[Records shown start]

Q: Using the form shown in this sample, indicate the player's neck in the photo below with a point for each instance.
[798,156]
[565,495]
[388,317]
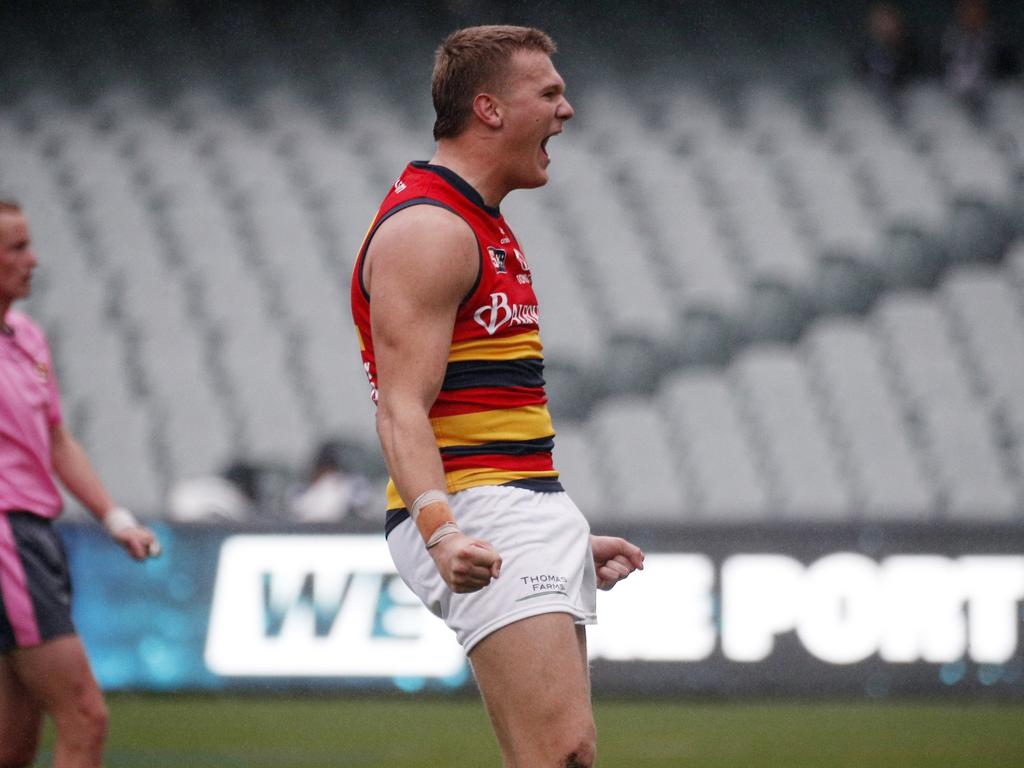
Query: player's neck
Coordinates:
[476,167]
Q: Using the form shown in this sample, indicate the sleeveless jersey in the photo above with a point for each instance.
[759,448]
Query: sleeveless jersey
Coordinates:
[491,418]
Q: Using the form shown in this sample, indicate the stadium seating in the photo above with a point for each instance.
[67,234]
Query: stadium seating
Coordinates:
[761,299]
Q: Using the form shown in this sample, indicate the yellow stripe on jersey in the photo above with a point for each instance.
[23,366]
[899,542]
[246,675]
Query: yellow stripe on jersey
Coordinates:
[461,479]
[507,348]
[526,423]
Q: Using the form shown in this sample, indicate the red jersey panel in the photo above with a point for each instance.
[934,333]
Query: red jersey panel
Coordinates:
[491,418]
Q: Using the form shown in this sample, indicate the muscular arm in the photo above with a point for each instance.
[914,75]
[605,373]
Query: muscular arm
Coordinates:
[75,471]
[420,265]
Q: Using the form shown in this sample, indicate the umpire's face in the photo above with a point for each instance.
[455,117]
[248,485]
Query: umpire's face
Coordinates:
[16,258]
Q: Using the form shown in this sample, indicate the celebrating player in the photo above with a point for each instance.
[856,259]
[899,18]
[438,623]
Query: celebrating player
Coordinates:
[478,523]
[43,668]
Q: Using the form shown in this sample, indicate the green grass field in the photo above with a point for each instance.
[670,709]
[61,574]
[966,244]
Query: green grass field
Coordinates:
[309,732]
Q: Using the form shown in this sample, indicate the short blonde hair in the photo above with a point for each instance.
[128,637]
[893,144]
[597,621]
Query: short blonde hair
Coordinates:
[472,59]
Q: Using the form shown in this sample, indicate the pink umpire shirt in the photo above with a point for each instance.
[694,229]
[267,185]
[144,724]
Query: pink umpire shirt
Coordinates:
[30,407]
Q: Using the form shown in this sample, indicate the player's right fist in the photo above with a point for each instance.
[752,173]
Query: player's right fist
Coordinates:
[466,564]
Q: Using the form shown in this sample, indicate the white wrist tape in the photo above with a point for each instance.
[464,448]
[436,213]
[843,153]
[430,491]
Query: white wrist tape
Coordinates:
[425,499]
[444,529]
[118,519]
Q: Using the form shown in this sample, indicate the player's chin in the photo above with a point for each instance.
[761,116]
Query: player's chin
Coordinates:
[538,178]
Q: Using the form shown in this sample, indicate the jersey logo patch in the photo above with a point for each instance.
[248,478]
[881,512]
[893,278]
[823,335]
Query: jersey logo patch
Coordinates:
[498,256]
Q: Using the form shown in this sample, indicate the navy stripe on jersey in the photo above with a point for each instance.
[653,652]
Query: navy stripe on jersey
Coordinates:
[503,448]
[470,374]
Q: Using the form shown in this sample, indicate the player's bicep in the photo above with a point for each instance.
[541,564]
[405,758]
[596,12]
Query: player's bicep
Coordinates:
[420,265]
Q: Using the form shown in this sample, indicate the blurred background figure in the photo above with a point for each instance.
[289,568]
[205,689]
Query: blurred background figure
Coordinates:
[974,54]
[337,488]
[226,497]
[890,56]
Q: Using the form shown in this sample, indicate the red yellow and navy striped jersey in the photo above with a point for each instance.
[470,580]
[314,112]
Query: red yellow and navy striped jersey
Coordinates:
[491,417]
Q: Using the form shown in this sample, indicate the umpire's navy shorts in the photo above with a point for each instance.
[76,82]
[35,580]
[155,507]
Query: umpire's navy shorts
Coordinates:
[35,586]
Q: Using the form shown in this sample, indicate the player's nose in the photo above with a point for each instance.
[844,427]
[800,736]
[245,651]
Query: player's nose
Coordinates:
[565,111]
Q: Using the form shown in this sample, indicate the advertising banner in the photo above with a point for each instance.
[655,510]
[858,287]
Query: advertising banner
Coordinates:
[792,609]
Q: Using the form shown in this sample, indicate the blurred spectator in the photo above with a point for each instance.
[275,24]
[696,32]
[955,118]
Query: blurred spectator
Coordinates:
[227,497]
[336,487]
[889,57]
[973,54]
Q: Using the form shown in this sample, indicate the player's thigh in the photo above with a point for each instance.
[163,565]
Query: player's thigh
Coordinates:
[534,675]
[58,675]
[20,716]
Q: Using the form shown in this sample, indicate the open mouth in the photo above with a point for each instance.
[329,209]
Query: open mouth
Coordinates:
[544,143]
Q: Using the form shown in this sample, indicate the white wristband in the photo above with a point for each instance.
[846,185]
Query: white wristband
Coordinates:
[119,519]
[425,499]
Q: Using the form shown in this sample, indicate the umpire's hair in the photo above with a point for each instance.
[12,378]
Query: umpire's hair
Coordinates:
[473,59]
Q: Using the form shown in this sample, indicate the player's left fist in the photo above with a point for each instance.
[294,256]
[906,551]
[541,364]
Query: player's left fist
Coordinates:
[136,540]
[614,559]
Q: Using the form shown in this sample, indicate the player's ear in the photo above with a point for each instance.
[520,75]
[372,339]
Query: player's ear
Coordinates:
[488,110]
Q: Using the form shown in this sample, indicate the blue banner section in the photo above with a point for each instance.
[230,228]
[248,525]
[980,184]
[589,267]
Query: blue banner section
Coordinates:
[144,624]
[867,610]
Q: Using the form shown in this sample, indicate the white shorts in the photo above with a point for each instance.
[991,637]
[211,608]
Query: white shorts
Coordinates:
[547,565]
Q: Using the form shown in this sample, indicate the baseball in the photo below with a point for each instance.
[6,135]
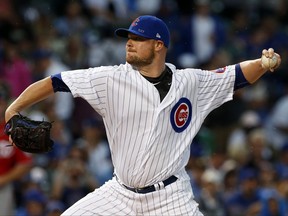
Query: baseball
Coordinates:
[269,62]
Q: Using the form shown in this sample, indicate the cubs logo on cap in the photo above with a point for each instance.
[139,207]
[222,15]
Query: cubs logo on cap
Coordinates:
[149,27]
[181,115]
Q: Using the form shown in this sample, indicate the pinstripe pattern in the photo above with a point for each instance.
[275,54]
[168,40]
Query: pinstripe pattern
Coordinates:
[113,199]
[145,149]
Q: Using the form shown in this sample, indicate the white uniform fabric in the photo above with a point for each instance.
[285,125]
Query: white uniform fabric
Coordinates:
[150,140]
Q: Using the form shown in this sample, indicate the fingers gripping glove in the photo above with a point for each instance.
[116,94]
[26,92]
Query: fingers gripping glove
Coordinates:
[29,135]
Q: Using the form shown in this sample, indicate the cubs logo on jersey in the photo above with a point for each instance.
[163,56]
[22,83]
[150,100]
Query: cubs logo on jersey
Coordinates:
[181,115]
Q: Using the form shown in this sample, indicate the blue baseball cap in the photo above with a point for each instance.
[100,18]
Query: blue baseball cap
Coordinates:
[149,27]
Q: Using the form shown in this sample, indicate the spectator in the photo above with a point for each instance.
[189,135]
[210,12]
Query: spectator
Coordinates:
[205,33]
[14,70]
[15,164]
[71,180]
[247,198]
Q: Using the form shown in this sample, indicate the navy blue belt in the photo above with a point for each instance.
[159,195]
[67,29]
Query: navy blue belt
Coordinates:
[153,188]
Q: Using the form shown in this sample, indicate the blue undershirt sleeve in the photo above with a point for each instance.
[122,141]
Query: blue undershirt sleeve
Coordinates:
[58,84]
[240,80]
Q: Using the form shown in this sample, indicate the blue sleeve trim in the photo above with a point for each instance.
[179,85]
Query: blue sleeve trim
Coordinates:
[58,84]
[240,80]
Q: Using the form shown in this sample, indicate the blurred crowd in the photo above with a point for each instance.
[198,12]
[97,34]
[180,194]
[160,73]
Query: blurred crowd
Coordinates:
[239,159]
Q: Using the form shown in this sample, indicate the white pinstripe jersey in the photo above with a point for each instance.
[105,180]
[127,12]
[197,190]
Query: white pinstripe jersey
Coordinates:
[150,140]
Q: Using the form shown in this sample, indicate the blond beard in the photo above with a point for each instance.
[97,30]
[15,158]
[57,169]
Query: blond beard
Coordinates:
[140,62]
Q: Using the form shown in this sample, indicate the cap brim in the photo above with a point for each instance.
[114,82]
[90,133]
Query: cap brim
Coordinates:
[121,32]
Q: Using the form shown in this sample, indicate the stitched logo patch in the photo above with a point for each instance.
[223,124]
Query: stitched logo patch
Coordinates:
[181,115]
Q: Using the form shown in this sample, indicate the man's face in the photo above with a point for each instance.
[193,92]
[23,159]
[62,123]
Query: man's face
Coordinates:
[139,50]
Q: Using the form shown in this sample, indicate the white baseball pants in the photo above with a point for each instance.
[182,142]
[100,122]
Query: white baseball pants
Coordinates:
[113,199]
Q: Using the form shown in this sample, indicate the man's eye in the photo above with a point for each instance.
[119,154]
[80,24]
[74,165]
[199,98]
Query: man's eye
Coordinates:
[138,39]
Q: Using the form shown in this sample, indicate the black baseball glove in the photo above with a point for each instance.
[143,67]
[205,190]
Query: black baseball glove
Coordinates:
[29,135]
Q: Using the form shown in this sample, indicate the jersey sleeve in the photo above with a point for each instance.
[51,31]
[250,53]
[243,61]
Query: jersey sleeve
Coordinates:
[89,84]
[215,88]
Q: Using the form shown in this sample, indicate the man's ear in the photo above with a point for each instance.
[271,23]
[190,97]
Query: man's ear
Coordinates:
[159,45]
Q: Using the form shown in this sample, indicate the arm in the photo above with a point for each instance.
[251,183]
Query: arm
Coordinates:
[16,173]
[254,69]
[32,94]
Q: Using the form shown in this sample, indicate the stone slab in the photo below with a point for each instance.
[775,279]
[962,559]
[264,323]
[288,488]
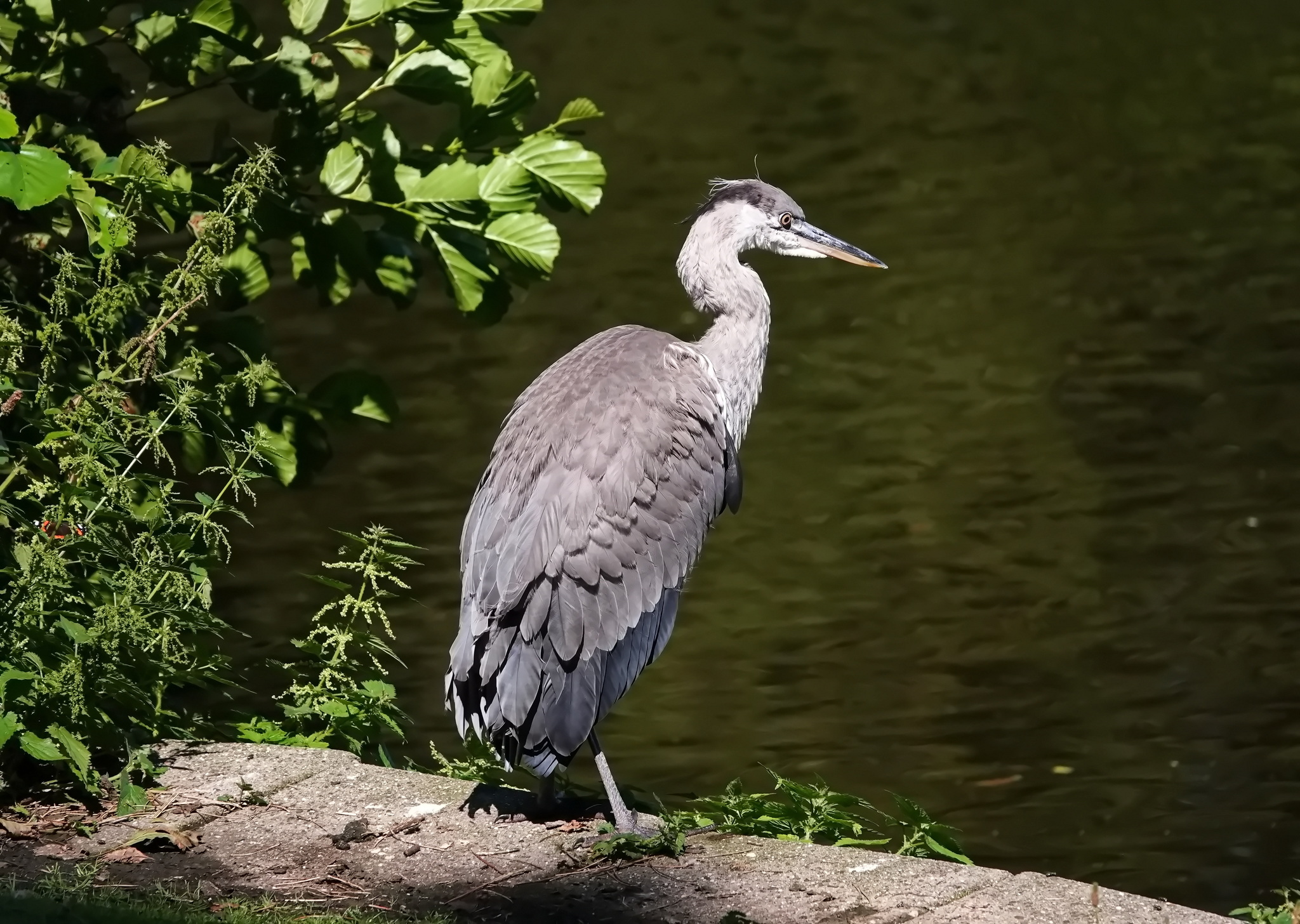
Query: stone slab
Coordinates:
[321,828]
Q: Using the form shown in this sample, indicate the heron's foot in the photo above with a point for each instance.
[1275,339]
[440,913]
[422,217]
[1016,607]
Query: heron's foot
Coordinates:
[628,822]
[547,795]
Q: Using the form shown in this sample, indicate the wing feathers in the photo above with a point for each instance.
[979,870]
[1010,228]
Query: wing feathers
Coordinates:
[607,473]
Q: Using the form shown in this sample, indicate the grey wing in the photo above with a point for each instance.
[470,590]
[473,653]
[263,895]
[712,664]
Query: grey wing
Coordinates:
[606,476]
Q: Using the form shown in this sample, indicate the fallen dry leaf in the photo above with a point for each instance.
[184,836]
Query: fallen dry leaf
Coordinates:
[17,828]
[125,855]
[1000,781]
[180,838]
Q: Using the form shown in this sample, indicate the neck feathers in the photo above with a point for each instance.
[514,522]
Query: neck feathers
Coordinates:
[720,285]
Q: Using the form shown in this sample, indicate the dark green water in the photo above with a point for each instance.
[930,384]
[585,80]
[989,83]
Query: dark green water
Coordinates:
[1030,498]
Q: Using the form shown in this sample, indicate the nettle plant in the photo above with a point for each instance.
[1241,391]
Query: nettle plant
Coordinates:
[358,202]
[137,400]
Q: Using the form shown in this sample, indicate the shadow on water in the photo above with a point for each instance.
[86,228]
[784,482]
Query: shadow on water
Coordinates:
[1021,518]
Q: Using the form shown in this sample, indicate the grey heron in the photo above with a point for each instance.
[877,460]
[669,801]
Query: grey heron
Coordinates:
[607,472]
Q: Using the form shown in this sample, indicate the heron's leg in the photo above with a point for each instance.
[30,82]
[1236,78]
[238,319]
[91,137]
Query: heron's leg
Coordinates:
[625,818]
[547,793]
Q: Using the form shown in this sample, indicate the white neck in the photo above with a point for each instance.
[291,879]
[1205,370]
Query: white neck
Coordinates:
[720,285]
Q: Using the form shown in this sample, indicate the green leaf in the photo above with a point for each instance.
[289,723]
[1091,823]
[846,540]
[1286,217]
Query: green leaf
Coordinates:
[506,186]
[471,280]
[13,673]
[74,631]
[329,583]
[250,270]
[576,111]
[10,724]
[527,238]
[378,689]
[952,854]
[456,181]
[859,843]
[216,15]
[503,11]
[77,753]
[357,393]
[564,167]
[397,265]
[130,797]
[33,177]
[430,77]
[489,79]
[306,15]
[357,53]
[342,169]
[280,450]
[42,749]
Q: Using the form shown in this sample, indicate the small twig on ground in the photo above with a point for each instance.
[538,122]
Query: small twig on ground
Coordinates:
[492,866]
[485,885]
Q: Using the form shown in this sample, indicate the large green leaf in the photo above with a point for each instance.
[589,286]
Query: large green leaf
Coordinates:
[430,77]
[527,238]
[503,11]
[216,15]
[358,53]
[306,15]
[10,724]
[42,749]
[489,79]
[342,169]
[578,110]
[397,265]
[280,450]
[33,176]
[453,182]
[249,269]
[416,11]
[77,753]
[295,76]
[474,282]
[564,167]
[506,186]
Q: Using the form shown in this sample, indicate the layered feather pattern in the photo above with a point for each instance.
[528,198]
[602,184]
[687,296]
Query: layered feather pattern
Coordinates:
[605,478]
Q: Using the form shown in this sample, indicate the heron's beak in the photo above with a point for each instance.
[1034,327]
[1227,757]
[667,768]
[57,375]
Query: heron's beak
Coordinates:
[817,239]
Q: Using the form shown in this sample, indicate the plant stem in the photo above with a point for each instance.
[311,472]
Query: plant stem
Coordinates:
[15,473]
[136,459]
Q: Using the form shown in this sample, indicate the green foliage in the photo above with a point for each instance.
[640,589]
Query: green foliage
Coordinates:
[338,692]
[481,763]
[1286,913]
[922,836]
[813,812]
[802,812]
[369,202]
[104,576]
[120,368]
[62,897]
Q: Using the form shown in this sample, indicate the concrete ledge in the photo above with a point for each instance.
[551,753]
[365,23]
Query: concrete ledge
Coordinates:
[320,827]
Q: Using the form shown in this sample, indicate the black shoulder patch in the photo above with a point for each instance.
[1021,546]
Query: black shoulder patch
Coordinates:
[734,482]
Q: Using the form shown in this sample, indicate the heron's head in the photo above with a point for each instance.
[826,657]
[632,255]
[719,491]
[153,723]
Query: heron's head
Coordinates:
[750,214]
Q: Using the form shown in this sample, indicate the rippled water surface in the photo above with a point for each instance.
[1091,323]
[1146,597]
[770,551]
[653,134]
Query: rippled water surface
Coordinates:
[1027,499]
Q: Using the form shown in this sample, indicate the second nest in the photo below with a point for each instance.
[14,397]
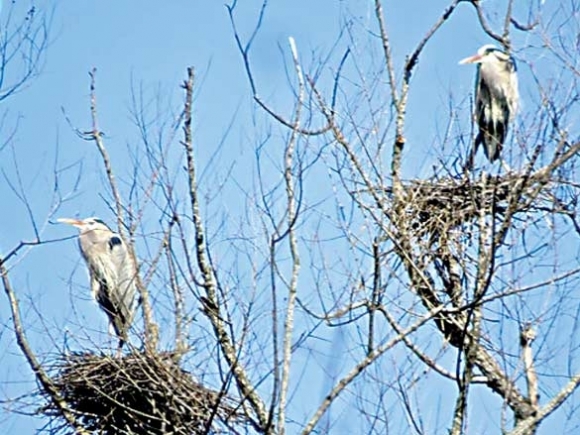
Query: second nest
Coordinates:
[140,393]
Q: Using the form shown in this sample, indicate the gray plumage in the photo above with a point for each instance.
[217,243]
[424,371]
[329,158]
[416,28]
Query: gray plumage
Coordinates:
[496,97]
[112,272]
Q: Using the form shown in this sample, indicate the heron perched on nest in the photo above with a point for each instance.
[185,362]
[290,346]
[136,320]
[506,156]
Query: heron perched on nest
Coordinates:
[496,98]
[112,272]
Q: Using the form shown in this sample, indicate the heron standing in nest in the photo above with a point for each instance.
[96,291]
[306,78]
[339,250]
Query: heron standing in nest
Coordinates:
[496,98]
[112,273]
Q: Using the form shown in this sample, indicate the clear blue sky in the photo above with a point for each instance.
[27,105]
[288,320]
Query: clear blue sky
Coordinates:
[137,44]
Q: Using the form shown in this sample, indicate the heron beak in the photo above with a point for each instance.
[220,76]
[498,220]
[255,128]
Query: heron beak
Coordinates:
[73,222]
[471,59]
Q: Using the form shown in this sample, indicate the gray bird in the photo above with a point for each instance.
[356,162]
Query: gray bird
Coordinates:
[112,272]
[496,97]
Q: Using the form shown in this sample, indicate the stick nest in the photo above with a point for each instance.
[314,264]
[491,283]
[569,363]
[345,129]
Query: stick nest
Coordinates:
[439,205]
[140,394]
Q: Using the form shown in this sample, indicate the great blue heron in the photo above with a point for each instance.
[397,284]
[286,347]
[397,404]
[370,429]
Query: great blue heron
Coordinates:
[112,272]
[496,98]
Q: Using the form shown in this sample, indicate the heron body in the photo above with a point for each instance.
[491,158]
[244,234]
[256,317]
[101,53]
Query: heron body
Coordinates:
[496,97]
[112,272]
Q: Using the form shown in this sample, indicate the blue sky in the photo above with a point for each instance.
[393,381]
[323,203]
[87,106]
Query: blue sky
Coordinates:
[148,46]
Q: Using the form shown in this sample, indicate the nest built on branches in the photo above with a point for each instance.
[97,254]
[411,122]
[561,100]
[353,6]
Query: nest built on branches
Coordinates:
[139,394]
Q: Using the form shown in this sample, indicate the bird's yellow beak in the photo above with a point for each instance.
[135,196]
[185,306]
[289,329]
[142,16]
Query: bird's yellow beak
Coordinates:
[73,222]
[471,59]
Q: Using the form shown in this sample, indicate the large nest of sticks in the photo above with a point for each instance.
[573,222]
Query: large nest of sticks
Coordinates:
[440,205]
[139,394]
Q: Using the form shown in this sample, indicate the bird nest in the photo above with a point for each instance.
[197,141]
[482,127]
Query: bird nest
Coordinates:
[139,393]
[437,206]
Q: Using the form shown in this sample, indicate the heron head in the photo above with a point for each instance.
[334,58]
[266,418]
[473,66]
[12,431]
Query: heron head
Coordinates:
[488,51]
[84,225]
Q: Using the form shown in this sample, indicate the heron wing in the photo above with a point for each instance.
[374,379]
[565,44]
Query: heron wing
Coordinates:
[112,278]
[124,295]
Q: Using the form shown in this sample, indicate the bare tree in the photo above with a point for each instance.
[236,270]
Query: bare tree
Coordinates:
[421,303]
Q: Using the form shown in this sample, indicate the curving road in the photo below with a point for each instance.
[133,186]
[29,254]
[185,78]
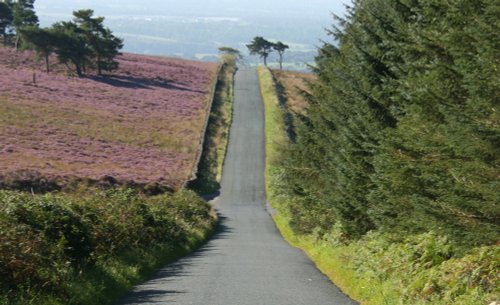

[Records shown end]

§ **Work to do**
Report each line of the rows above that contains the word "large", treating uppercase and lowercase letters as distinct.

§ **Solution for this problem**
Q: Using the form shown in this sample, indicate the large green leaf in the photo above with a point for each instance.
Query: large green leaf
Q: Using the form shown in this sample, indicate the large nest of sticks in the photo above with a point for each instance.
Query: large nest of sticks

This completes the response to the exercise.